PROVIDED RECORDS.

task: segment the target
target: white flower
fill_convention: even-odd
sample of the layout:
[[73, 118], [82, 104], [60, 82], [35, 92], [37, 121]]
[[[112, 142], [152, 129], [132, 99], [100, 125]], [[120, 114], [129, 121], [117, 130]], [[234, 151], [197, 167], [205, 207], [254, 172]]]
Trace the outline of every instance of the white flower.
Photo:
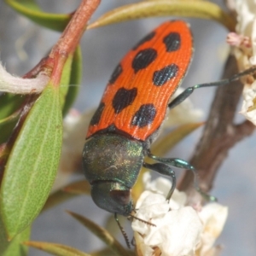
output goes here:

---

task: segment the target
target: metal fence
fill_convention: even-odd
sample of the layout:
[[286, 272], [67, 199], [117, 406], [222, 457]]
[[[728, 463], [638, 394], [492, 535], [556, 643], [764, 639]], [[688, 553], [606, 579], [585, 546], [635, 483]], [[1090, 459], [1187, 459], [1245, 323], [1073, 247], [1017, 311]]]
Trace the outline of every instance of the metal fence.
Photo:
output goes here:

REQUIRED TASK. How many lines in the rows above contain the string "outline"? Give only the number.

OUTPUT BELOW. 2